- [STATED EXERCISE]: Copy word for word everything from the line that contains "of rocky terrain" down to the line that contains "769;287;809;316", including both of those lines.

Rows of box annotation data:
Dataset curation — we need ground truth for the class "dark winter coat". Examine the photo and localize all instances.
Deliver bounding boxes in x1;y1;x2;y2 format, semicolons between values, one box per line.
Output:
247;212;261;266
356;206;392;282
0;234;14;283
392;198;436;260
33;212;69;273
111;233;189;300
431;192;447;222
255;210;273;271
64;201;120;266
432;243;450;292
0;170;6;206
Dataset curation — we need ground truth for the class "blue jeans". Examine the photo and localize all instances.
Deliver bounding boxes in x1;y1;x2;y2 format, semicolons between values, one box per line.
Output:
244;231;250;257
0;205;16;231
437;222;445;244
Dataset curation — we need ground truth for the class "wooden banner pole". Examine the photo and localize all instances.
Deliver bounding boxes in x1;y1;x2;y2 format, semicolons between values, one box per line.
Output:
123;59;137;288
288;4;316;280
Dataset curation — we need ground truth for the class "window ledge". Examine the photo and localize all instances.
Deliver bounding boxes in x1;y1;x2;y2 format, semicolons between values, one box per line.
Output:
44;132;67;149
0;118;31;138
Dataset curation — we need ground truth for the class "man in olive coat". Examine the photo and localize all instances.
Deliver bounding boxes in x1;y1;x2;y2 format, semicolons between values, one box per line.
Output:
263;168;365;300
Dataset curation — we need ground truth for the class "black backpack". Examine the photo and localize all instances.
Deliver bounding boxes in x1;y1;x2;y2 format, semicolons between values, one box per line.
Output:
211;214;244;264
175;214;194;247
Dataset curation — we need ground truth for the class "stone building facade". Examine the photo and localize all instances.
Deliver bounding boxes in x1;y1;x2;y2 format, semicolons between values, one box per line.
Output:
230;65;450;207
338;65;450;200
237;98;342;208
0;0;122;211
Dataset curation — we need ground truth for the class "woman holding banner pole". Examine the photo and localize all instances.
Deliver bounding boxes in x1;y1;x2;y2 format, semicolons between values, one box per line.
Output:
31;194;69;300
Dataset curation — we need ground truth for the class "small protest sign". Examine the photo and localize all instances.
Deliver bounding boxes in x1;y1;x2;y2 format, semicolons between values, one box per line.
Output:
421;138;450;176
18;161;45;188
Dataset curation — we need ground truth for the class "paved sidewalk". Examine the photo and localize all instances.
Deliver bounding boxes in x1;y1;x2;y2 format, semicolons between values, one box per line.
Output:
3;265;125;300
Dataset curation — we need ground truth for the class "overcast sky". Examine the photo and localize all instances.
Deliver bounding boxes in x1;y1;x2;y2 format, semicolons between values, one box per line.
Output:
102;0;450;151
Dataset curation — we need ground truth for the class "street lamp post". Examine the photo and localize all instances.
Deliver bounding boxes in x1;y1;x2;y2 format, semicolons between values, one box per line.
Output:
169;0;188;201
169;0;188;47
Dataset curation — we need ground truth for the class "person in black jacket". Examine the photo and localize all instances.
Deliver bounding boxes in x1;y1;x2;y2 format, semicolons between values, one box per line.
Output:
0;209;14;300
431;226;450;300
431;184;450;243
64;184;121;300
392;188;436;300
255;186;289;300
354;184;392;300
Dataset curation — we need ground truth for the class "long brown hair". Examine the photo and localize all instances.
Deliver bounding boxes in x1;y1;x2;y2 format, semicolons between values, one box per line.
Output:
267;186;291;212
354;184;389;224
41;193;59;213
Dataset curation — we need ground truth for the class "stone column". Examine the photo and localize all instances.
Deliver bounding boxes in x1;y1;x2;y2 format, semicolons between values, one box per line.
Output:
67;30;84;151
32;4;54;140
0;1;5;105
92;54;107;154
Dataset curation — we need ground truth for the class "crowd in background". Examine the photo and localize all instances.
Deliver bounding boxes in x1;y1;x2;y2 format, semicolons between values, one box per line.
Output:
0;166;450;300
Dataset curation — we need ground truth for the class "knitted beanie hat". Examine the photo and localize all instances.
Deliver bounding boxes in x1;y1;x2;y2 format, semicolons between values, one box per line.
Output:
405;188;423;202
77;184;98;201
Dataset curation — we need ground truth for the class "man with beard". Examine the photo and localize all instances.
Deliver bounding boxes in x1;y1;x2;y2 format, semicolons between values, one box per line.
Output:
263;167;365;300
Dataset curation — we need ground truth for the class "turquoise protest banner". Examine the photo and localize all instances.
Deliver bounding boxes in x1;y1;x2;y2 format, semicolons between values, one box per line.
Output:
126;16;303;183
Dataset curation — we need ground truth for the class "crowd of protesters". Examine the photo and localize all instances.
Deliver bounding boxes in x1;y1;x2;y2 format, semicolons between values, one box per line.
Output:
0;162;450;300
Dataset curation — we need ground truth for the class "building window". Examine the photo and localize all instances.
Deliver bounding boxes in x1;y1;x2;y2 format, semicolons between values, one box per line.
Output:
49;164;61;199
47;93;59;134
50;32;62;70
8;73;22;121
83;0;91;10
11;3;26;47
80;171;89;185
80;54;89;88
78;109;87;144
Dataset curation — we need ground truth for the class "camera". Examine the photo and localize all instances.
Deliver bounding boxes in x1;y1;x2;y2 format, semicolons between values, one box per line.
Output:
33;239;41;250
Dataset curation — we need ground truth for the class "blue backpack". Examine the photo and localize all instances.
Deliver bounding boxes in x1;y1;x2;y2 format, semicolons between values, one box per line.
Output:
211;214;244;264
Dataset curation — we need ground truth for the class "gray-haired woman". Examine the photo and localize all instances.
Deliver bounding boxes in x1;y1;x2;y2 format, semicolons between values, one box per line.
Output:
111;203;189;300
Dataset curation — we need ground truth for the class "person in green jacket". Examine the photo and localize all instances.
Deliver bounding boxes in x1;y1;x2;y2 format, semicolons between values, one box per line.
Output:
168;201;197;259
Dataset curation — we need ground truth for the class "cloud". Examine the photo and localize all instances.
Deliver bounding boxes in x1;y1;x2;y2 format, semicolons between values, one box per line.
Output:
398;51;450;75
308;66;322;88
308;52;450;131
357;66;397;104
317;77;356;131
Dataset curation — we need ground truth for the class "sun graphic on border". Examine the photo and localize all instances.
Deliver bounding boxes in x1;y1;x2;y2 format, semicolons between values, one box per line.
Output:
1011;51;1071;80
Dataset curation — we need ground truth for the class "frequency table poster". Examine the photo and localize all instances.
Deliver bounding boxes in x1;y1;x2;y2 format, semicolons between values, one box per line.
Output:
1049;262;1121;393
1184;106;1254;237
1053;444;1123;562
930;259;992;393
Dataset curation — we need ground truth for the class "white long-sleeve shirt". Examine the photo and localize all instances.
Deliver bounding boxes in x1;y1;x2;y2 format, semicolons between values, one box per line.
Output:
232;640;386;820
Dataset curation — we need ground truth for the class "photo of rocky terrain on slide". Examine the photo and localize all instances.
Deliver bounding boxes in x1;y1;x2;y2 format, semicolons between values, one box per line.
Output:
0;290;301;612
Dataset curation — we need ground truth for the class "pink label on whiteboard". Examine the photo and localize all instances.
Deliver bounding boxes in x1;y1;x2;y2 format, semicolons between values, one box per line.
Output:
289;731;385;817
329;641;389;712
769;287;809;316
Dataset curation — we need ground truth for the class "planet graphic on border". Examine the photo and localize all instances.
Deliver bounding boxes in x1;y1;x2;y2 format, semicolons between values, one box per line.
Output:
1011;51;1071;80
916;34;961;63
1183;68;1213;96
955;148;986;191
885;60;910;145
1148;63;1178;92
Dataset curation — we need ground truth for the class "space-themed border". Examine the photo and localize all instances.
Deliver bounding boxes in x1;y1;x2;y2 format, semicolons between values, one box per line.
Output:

- [TASK ANSWER]:
Dataset curation — we need ground truth for the class "photo of rocky terrain on slide". Examine the photo and localize all instances.
Deliver bounding boxes in x1;y1;x2;y2 format, semicolons between values, one box per line.
Output:
0;290;301;612
Dataset curation — we need ground truth for the class "pink label on whiteboard". Examine the photo and localize all instances.
Deliver bounding boxes in x1;y1;x2;y2 format, semicolons between values, one box per line.
Output:
289;731;385;817
329;641;389;712
769;287;809;316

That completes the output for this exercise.